▶ **WORK ORDER**:
In the entries that follow, find each line with the word "boom" and copy it.

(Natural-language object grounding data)

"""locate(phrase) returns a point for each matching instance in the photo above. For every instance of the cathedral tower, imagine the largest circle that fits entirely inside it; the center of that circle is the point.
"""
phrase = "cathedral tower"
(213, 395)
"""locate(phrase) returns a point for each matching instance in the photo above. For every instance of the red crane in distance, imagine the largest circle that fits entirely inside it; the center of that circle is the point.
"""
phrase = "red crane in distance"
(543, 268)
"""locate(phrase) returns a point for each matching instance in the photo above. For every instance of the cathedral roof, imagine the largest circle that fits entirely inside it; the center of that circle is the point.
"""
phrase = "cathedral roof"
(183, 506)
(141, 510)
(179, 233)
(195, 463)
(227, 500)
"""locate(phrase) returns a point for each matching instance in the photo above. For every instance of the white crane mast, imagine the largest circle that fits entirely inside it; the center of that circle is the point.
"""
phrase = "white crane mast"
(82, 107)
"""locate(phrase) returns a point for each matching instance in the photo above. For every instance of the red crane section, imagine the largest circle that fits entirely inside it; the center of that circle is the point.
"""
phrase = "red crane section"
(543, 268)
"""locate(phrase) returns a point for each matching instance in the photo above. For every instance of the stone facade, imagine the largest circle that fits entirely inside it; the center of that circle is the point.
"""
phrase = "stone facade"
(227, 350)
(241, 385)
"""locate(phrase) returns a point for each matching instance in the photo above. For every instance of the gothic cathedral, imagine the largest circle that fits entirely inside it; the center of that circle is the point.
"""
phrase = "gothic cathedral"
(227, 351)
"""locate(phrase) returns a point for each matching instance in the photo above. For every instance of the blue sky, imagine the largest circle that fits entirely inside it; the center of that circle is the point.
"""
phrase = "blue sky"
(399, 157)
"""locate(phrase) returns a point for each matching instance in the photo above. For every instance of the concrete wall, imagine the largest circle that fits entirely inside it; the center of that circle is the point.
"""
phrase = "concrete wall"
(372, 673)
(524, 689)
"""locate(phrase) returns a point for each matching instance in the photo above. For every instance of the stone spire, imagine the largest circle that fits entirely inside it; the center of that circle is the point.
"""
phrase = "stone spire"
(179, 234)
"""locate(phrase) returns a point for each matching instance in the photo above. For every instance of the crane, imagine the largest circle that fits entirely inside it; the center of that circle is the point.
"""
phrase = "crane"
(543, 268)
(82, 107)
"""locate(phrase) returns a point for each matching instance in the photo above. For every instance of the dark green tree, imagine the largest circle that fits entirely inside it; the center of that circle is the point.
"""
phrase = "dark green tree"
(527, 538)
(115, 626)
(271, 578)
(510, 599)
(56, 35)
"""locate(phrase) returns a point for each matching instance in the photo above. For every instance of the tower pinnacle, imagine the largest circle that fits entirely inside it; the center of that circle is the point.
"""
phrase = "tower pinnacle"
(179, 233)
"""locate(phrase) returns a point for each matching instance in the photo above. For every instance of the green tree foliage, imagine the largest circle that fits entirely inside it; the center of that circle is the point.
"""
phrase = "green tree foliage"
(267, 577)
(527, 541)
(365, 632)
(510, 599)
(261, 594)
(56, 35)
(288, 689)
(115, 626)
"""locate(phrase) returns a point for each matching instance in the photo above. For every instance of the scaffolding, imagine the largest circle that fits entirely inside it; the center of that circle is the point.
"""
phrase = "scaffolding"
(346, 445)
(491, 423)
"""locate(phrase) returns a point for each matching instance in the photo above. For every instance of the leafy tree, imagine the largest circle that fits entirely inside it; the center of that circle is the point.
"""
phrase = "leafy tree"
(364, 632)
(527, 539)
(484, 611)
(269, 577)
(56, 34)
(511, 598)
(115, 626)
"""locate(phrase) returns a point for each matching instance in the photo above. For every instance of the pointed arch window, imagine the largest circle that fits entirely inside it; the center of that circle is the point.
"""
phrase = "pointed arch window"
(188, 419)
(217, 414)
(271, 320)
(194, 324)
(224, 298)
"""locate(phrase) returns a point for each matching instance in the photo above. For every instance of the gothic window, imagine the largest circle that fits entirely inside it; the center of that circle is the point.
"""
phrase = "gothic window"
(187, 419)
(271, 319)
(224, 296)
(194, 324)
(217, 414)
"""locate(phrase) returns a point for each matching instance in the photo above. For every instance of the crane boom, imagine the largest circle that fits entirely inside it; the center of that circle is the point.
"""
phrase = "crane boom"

▶ **TASK RESPONSE**:
"""locate(phrase) returns a point for each matching instance in the photo above. For every instance of the crane boom, imagine the largest circle that fits entirely inside it; the center of that circle is the point.
phrase = "crane boom"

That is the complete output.